**Selected text:**
────────
Courtesy: Medill Reports Chicago
The DNA for soybeans, a major U.S. crop, has been decoded for the first time, paving the way for a healthier, more bountiful legume, researchers said.
“This is a major milestone because it provides a reference sequence, or what we call a reference genome, not only for soybeans but for some other legumes,” said Scott Jackson, a plant geneticist at Purdue University in West Lafayette, Ind., and lead researcher on the project.
He was part of a collaborative effort by researchers at Purdue, Iowa State, the University of Missouri, University of California, Berkeley and the HudsonAlpha Institute for Biotechnology. Their results were published in Nature last week.
Soybeans are a major crop in the U.S., generating an estimated $28.6 billion in 2008. In Illinois, soybeans are the No. 2 crop, accounting for nearly $3 billion of the state’s $9 billion agriculture industry.
Soybeans are a main food source for livestock, and they are commonly used to make foods such as soy milk and tofu. Soybean oil is also used for cooking and can be found in margarine, mayonnaise and many salad dressings.
Jackson and his team unlocked the sequence by first chopping the genome into millions of random pieces. The entire genome was over 1 billion nucleotides long. By comparison, the human genome is about three times as large. A nucleotide is the individual building block of DNA.
After breaking the genome apart, Jackson then had to re-assemble it, piece by piece.
“It was just sort of a large jigsaw puzzle after that,” he said.
Ken Dalenberg, a soybean farmer in Downstate Mansfield, and a director on the United Soybean Board, said this research promises to help in the fight against pests and diseases, which can often wreak havoc on the industry.
This year, for example, white mold afflicted roughly 10 percent of the soybean crop. Dalenberg said that alone translated into a multimillion-dollar loss for farmers.
Knowing the genome’s sequence could prove especially helpful when dealing with soybean rust, a devastating fungal disease, Dalenberg said.
“We have no true genetic resistance against soybean rust,” Dalenberg said. Spraying fungicide helps, but he said it’s only a temporary solution.
“Without having genetic resistance, we don’t have a long-term cure,” he said.
Brian Diers, a soybean genetics professor at the University of Illinois at Urbana-Champaign who was not involved in the genetic sequencing, said the impact won’t be immediate.
“Sequencing of the soybean genome probably won’t have effects right away,” he said, “but what it will do is basically provide a roadmap to better study the soybean genome.”
Diers estimated that it probably will be a few years until Jackson’s work makes its way onto Illinois farms. However, he noted that it is already proving useful in his own line of research.
Diers is investigating how to enhance soybean resistance to aphids, a small insect pest. The soybean sequence has already allowed his team to identify potentially helpful genes more quickly.
The soybean’s genetic sequence could also help scientists develop varieties that produce a greater yield. Dalenberg said this could translate into cheaper crops. As the yield increases, the cost per unit goes down, he said.
However, even more exciting possibilities lie with alternative fuels. Soybean oil is used in the biodiesel industry, and Jackson’s team has already identified more than 1,000 genes that soybeans use to make oil. And finding those genes, and their eventual end products, is important in making biodiesel, Jackson said.
“The type of oils and fatty acids that you want for, say, biodiesel, are very different that what you want for cooking oil,” Jackson said.
Dalenberg said that less than two percent of soybean oil is used to make biodiesel, but that figure is growing.
So what about the genetically modified food debate? According to Jackson, Diers and Dalenberg, it’s a non-starter.
“In the U.S., it’s sort of a settled, done deal,” Jackson said. “Eighty-plus percent of the soybeans are genetically modified or engineered.”
────────
**Dataset records:**
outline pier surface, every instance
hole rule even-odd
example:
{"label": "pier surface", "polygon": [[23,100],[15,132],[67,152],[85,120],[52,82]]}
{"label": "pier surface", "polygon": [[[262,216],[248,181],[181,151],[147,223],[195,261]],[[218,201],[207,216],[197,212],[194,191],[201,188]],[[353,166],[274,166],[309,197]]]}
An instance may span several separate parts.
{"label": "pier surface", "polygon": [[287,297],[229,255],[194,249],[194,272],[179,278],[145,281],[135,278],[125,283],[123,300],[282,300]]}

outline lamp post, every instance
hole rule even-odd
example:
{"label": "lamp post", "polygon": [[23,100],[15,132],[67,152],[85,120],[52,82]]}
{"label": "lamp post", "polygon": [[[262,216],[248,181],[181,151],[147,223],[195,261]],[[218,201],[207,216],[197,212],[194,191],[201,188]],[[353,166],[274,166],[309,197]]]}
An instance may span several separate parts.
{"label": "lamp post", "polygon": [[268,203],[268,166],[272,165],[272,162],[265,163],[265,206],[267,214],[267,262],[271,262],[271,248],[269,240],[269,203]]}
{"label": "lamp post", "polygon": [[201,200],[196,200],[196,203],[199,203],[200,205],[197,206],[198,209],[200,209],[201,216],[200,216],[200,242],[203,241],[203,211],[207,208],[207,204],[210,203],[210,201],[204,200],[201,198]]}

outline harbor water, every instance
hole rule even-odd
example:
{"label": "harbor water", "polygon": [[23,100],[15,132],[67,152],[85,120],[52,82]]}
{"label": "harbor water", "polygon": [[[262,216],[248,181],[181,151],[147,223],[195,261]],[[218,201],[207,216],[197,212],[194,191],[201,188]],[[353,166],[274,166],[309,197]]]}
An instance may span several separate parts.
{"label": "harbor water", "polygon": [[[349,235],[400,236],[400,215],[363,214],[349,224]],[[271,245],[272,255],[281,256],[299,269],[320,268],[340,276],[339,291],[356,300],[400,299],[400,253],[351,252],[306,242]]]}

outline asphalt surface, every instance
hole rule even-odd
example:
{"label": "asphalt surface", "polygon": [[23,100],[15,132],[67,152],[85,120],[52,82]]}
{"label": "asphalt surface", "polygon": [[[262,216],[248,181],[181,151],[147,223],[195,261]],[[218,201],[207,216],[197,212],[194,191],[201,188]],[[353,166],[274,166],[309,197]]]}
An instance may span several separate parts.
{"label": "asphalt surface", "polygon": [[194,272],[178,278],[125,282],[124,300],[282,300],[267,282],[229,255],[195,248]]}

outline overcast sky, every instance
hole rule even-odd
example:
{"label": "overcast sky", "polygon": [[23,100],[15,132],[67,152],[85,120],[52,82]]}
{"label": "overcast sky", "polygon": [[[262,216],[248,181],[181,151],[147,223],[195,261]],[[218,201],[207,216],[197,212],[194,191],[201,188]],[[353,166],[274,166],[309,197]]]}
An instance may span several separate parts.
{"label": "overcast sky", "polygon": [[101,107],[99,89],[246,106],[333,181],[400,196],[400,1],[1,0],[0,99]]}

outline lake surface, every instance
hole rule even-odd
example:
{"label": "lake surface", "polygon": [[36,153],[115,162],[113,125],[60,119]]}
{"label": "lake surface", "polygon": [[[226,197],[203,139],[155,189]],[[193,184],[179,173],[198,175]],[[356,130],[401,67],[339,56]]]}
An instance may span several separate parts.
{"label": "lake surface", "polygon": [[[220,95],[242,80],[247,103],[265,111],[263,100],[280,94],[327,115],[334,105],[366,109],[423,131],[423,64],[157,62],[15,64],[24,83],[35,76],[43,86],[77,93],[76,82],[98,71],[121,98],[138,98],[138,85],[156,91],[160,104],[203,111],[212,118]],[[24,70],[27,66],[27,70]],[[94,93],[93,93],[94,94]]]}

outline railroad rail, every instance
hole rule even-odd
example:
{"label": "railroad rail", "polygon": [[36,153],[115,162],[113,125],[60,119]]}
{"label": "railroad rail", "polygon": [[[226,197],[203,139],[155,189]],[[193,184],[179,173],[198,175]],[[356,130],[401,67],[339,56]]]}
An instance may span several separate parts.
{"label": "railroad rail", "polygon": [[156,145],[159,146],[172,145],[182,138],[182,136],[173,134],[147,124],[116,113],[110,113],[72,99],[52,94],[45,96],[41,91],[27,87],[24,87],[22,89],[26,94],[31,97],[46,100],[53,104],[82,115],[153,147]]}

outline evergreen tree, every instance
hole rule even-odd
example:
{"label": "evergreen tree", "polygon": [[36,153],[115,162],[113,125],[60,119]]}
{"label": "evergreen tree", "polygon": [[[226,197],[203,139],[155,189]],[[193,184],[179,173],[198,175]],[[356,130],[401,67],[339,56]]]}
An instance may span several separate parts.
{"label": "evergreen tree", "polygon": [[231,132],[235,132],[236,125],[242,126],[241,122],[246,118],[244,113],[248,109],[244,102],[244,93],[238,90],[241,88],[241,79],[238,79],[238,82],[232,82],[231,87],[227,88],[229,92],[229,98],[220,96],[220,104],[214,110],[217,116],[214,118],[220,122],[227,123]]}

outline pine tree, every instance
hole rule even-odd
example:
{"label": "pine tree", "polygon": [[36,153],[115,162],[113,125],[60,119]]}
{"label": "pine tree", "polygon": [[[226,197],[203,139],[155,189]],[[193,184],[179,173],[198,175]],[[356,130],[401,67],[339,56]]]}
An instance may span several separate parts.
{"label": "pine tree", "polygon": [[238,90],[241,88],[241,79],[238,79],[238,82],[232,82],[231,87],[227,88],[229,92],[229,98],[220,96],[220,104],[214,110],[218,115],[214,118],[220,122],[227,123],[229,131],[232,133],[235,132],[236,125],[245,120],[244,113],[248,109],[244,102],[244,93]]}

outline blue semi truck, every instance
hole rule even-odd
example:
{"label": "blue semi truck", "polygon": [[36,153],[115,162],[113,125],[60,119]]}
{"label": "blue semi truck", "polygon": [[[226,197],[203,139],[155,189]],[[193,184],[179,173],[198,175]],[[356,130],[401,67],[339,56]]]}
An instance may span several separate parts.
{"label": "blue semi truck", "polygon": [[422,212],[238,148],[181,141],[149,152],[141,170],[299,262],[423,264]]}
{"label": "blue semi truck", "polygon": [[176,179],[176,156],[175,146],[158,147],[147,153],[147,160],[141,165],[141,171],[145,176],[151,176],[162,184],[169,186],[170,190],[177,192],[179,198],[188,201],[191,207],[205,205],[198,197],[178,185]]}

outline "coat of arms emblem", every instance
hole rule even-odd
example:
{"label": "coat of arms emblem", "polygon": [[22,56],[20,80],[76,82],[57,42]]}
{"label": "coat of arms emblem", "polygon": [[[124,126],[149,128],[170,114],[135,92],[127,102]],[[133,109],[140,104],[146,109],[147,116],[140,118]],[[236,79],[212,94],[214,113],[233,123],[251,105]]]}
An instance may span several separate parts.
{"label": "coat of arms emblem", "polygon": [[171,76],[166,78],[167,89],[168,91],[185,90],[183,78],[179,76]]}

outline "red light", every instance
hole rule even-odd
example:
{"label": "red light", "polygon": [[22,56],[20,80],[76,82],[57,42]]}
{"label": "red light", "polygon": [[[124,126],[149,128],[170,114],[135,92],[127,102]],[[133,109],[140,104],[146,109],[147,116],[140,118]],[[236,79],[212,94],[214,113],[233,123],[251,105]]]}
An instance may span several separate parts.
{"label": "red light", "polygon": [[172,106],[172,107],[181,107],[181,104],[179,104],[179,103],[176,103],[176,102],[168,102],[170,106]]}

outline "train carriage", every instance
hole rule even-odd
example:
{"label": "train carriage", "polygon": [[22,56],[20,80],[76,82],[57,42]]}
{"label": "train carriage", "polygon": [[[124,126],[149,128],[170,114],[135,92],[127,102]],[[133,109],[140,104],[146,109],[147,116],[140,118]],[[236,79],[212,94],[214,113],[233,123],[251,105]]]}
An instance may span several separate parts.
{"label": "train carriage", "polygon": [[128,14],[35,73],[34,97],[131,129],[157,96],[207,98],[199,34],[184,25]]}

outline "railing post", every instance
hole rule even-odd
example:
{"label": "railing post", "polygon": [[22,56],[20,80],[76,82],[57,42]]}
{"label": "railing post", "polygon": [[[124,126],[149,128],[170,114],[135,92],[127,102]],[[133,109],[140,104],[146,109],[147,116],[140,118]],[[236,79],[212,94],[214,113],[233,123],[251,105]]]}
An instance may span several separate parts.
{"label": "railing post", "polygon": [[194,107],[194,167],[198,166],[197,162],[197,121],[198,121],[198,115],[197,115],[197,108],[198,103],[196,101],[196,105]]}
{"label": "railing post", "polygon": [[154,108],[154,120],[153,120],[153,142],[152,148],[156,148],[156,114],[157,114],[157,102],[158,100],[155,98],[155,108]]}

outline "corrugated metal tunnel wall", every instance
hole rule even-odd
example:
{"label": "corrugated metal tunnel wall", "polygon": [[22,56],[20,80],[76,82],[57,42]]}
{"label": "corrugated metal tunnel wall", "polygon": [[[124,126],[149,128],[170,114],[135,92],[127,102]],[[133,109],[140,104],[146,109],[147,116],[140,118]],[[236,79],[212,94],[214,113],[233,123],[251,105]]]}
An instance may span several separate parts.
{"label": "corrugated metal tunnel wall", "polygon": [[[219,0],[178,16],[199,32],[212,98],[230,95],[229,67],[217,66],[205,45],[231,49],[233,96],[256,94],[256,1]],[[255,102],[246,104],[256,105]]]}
────────
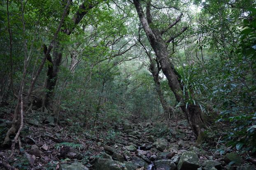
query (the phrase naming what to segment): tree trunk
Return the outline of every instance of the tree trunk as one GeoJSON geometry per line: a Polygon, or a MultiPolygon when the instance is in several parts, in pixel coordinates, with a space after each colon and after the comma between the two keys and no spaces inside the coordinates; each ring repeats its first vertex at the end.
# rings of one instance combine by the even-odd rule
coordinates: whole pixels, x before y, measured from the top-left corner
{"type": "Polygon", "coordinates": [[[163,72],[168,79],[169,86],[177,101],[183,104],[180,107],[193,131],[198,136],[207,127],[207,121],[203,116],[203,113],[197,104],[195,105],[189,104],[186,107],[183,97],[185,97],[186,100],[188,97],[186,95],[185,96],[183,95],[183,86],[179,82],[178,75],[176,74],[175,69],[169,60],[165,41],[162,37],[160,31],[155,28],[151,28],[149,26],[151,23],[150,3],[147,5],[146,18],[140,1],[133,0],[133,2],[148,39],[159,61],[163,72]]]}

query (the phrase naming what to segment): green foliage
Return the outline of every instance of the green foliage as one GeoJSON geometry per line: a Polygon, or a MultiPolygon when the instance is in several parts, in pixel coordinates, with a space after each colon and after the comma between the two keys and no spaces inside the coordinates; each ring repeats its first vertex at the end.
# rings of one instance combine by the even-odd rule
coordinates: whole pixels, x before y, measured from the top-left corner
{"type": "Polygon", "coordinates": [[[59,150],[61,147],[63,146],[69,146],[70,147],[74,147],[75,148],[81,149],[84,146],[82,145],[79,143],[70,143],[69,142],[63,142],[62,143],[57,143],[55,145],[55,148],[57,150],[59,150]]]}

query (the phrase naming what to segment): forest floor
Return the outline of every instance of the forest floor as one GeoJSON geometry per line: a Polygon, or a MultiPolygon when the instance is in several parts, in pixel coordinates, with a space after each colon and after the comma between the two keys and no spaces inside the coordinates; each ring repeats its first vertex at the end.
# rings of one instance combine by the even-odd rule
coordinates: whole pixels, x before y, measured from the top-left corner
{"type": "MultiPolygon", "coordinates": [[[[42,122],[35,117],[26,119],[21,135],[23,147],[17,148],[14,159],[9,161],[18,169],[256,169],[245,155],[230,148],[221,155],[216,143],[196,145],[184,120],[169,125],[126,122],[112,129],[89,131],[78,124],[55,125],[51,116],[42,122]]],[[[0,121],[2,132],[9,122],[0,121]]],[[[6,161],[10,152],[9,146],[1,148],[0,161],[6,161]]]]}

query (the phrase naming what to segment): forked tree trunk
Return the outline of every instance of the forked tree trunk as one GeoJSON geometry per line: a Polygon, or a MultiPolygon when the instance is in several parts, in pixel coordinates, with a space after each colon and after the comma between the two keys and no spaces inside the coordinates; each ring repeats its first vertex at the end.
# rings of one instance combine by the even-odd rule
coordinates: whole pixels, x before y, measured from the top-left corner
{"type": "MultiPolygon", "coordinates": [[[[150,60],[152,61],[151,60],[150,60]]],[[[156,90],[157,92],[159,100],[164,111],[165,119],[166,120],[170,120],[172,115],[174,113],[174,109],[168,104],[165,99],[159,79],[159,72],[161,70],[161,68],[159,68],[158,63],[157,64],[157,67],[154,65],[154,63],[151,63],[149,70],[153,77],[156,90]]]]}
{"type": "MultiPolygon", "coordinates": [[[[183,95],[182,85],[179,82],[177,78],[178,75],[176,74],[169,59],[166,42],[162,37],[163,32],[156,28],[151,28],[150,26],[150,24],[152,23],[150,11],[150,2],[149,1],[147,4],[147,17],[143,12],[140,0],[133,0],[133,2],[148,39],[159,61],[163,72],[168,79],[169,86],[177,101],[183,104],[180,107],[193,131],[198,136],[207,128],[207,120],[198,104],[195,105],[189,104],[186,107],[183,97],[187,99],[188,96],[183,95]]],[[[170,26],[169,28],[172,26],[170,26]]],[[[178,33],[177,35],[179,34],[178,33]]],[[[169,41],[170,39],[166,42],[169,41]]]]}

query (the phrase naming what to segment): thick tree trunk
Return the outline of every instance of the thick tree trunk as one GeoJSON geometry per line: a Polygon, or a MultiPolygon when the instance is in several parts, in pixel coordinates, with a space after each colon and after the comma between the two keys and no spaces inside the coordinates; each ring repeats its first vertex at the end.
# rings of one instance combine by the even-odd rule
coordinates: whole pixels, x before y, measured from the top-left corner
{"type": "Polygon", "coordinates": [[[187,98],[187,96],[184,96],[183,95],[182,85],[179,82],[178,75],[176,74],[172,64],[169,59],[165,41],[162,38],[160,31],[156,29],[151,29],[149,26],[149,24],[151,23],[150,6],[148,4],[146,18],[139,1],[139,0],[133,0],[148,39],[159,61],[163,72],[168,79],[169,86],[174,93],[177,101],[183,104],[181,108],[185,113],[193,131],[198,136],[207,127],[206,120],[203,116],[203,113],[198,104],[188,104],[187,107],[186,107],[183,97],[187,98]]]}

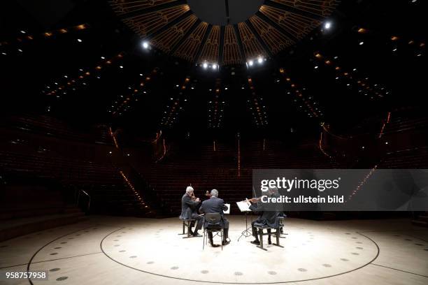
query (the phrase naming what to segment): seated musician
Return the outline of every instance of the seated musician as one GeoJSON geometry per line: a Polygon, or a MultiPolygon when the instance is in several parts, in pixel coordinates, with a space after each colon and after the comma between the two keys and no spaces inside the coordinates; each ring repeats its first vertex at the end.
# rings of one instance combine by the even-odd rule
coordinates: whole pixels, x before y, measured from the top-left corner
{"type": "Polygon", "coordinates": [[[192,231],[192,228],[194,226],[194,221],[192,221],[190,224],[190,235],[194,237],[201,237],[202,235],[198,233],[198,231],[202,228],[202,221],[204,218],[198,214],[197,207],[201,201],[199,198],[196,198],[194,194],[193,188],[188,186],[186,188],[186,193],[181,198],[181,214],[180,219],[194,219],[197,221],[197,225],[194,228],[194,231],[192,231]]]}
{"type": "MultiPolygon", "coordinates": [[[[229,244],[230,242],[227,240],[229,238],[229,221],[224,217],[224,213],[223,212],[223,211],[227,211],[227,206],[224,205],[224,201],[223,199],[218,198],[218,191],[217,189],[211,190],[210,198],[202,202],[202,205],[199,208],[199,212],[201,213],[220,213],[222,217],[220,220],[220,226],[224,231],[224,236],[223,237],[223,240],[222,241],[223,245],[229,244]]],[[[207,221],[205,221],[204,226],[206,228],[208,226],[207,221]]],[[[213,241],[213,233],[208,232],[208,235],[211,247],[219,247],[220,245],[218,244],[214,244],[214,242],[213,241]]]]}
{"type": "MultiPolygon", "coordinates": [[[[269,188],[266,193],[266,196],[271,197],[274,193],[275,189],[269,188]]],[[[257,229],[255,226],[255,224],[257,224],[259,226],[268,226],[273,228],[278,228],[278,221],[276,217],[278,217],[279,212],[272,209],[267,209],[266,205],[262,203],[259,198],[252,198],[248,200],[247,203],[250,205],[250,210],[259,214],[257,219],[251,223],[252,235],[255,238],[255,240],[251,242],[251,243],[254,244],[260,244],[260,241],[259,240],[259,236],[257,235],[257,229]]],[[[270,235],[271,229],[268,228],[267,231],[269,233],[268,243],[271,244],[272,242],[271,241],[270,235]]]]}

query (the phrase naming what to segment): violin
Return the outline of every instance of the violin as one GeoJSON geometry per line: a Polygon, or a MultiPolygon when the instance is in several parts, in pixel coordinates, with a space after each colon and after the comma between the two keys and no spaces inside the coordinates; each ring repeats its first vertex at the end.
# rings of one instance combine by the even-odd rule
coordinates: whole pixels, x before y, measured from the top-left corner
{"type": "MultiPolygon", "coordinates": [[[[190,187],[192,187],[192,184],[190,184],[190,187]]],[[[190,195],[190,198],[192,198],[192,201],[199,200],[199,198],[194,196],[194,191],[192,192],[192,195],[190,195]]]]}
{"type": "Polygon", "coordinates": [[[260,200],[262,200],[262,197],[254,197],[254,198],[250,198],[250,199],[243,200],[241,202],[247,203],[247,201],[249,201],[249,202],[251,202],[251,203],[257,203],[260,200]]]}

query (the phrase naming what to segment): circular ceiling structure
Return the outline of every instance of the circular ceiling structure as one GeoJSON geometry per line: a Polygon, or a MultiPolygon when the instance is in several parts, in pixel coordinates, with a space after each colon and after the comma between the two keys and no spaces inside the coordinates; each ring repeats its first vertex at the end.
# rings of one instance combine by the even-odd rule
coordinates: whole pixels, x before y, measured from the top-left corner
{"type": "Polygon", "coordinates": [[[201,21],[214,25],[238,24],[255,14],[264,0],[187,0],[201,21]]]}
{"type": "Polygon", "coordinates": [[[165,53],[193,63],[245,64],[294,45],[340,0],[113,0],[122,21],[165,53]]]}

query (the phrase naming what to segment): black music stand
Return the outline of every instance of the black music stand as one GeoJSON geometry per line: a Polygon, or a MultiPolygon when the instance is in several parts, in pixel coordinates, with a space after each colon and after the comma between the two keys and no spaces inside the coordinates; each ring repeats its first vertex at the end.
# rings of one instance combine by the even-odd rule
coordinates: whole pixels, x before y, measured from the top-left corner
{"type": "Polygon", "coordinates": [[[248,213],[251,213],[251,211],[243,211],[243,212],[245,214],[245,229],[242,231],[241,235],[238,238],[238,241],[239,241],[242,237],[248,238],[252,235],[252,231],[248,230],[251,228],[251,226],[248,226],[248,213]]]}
────────
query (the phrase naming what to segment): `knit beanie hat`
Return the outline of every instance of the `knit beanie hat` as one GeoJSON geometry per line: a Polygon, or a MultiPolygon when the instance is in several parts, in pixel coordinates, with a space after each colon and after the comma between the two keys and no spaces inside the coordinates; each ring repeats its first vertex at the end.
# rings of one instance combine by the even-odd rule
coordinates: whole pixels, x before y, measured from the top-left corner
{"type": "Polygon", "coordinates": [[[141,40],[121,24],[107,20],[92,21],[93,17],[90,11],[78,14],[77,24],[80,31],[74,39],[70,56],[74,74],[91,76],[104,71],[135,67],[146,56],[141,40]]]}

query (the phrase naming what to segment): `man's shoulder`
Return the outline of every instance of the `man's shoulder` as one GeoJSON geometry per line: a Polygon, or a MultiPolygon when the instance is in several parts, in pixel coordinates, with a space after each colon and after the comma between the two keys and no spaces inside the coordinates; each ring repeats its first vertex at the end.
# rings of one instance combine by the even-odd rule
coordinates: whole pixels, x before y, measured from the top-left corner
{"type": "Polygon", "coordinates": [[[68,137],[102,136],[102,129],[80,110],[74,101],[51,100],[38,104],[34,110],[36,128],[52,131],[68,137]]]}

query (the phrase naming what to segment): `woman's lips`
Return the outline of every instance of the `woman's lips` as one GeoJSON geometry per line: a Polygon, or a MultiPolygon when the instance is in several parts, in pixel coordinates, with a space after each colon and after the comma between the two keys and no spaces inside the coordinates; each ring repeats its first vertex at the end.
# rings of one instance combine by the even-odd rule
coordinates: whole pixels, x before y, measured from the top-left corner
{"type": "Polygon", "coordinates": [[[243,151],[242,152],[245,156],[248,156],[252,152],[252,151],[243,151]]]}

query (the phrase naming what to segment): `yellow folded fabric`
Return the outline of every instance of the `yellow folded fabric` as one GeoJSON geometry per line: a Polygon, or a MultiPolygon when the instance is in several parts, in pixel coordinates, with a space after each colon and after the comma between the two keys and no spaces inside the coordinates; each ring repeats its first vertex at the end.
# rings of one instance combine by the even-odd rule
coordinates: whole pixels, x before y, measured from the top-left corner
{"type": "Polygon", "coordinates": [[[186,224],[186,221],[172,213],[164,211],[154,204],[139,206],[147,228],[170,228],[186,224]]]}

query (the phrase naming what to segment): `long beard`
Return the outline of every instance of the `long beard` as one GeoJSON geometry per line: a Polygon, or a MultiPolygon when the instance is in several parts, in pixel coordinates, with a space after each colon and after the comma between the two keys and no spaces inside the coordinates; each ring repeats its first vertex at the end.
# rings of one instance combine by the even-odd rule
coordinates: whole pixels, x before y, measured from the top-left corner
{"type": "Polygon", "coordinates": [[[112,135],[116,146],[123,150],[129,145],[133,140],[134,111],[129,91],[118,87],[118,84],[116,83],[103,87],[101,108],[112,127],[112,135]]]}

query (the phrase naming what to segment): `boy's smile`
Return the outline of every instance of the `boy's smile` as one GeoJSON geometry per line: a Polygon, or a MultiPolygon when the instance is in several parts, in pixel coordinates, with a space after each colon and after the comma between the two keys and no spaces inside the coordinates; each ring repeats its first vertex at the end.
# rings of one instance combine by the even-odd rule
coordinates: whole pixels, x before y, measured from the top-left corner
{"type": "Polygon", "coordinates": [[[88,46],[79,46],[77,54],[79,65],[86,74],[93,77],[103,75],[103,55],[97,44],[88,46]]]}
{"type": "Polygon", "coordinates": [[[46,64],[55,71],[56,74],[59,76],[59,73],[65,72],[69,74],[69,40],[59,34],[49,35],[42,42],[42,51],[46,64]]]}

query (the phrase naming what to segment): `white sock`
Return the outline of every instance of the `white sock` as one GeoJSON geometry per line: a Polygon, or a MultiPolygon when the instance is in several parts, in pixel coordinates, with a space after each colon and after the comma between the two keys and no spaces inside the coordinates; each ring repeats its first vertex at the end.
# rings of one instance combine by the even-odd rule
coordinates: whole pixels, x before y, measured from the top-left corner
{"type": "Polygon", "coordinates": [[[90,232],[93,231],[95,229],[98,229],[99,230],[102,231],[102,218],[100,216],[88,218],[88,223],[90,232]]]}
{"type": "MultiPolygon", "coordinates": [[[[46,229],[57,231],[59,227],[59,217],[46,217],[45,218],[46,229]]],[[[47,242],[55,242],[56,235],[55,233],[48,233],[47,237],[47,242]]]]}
────────
**Prompt 1:**
List every institution named in the soybean genome article as part of the collaborative research effort.
**Prompt 2:**
From the soybean genome article, extract the passage starting with "Jackson and his" and going on through "block of DNA.".
**Prompt 3:**
Answer these questions from the soybean genome article:
(a) What estimated sum did soybeans generate in the U.S. in 2008?
(b) What share of the soybean crop was afflicted by white mold this year?
(c) How many genes that soybeans use to make oil has Jackson's team identified?

**Written response 1:**
Purdue
Iowa State
University of Missouri
University of California, Berkeley
HudsonAlpha Institute for Biotechnology

**Written response 2:**
Jackson and his team unlocked the sequence by first chopping the genome into millions of random pieces. The entire genome was over 1 billion nucleotides long. By comparison, the human genome is about three times as large. A nucleotide is the individual building block of DNA.

**Written response 3:**
(a) An estimated $28.6 billion.
(b) Roughly 10 percent.
(c) More than 1,000.